CONSIGNE 1: Pouvez-vous réécrire toutes les entrées ci-dessous en remplaçant « grass patch » par « turf strip », sans rien modifier d'autre ?

EXTRAIT DE PAGE:
--------------------------------

L’examen des recettes affiche de son côté une baisse de 0,16%. « Elles représentent un peu moins d’un milliard et demi, et sont pratiquement équivalentes à celles enregistrées en 2022. Elles sont pour 85% d’entre elles des recettes de fonctionnement », explique Alex Vinciguerra en détaillant : « La fiscalité s’élève à 766 millions d’euros et nous constatons une baisse de 4 millions. Les dotations et participations sont de 320 millions d’euros et nous voyons là aussi une baisse de 6 millions d’euros. Les recettes sectorielles de fonctionnement s’élèvent à 152 millions d’euros, en augmentation de 3 millions d’euros ». Enfin, le conseiller exécutif fait un point sur l’état de la dette de la CdC qui est de 1,07 milliards d’euros au 31 décembre 2023 et note que la capacité de désendettement redescend à 5,42 années en 2023 (contre 7 ans en 2022), soit une « moyenne inférieure à celle des autres régions françaises ».

--------------------------------

ENTRÉES À TRAITER:
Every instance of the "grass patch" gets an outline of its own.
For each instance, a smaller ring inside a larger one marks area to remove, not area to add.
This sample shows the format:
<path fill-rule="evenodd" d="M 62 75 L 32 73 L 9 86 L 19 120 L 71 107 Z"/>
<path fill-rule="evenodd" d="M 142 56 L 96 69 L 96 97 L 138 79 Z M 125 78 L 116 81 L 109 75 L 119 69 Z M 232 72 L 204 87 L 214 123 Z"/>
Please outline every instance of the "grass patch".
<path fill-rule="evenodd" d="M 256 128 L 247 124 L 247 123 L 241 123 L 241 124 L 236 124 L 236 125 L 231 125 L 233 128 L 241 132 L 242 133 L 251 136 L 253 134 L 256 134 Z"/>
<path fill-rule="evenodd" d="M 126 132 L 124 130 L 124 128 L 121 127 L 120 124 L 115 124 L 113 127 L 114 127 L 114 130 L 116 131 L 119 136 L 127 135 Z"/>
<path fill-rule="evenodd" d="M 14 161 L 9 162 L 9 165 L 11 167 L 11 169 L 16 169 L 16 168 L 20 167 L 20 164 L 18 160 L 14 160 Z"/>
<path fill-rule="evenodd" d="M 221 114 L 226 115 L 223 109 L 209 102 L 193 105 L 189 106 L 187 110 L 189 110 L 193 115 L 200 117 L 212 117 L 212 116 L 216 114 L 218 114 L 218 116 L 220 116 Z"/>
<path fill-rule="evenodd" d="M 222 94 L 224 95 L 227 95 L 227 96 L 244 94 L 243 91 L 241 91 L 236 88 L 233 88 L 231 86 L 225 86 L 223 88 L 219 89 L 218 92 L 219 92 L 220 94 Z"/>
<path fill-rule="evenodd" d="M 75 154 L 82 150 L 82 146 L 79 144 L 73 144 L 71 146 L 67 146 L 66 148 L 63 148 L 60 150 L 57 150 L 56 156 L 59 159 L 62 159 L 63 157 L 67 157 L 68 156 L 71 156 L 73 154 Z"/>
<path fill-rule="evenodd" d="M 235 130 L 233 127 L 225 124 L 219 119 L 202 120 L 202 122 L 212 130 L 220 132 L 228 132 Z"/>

--------------------------------

CONSIGNE 2: Pouvez-vous rédiger la suite de l'extrait ci-dessus sur les finances de la CdC, à partir de sa dernière phrase ?

RÉPONSE 1:
Every instance of the "turf strip" gets an outline of its own.
For each instance, a smaller ring inside a larger one marks area to remove, not area to add.
This sample shows the format:
<path fill-rule="evenodd" d="M 62 75 L 32 73 L 9 86 L 19 120 L 71 107 Z"/>
<path fill-rule="evenodd" d="M 142 56 L 96 69 L 96 97 L 138 79 Z M 125 78 L 116 81 L 109 75 L 119 69 Z M 232 72 L 204 87 L 214 123 Z"/>
Please outline every instance of the "turf strip".
<path fill-rule="evenodd" d="M 256 128 L 247 124 L 247 123 L 241 123 L 241 124 L 236 124 L 236 125 L 231 125 L 233 128 L 241 132 L 242 133 L 251 136 L 253 134 L 256 134 Z"/>
<path fill-rule="evenodd" d="M 126 132 L 124 130 L 124 128 L 121 127 L 120 124 L 115 124 L 113 127 L 114 127 L 114 130 L 116 131 L 119 136 L 127 135 Z"/>
<path fill-rule="evenodd" d="M 14 161 L 9 162 L 9 165 L 11 167 L 11 169 L 16 169 L 16 168 L 20 167 L 20 164 L 18 160 L 14 160 Z"/>
<path fill-rule="evenodd" d="M 221 114 L 226 115 L 223 109 L 209 102 L 193 105 L 189 106 L 187 110 L 189 110 L 193 115 L 200 117 L 212 117 L 212 116 L 216 114 L 218 114 L 218 116 L 220 116 Z"/>
<path fill-rule="evenodd" d="M 222 94 L 224 95 L 227 95 L 227 96 L 244 94 L 243 91 L 241 91 L 236 88 L 233 88 L 231 86 L 225 86 L 223 88 L 219 89 L 218 92 L 219 92 L 220 94 Z"/>
<path fill-rule="evenodd" d="M 75 154 L 82 150 L 82 146 L 79 144 L 73 144 L 71 146 L 67 146 L 66 148 L 63 148 L 60 150 L 57 150 L 56 156 L 59 159 L 62 159 L 63 157 L 67 157 L 68 156 L 71 156 L 73 154 Z"/>
<path fill-rule="evenodd" d="M 235 130 L 233 127 L 225 124 L 219 119 L 202 120 L 202 122 L 212 130 L 220 132 L 228 132 Z"/>

RÉPONSE 2:
 
 
« Notre compte financier unique témoigne d’un retour à des ratios totalement conformes aux normes comptables et que notre collectivité se situe dans la moyenne plutôt haute des régions et départements », résume-t-il en reprenant : « Pourtant, nous continuons d’investir comme jamais cela n’a été fait en Corse, nous maitrisons en deçà de l’inflation nos budgets de fonctionnement, mais nous devons aussi considérer la crise nationale et internationale, notamment la déroute des finances publiques, et nous sommes confrontés à un implacable effet de ciseau : d’un côté une augmentation massive des besoins d’investissement qui sont nécessaires à l’inscription de la Corse dans l’économie de demain, mais aussi une incertitude concernant la perception de l’ajustement de la Dotation de Continuité Territoriale (DCT). De l’autre côté de la branche du ciseau, une rigidité de nos recettes, notamment fiscales, nous asphyxie. Alors, même si nos finances sont encore saines et bien gérées, la prospective financière est préoccupante. Plus que jamais, une urgente renégociation financière et fiscale est à conclure avec l’État ». 
 
 
« L’incertitude liée à l’avenir n’a jamais été aussi forte »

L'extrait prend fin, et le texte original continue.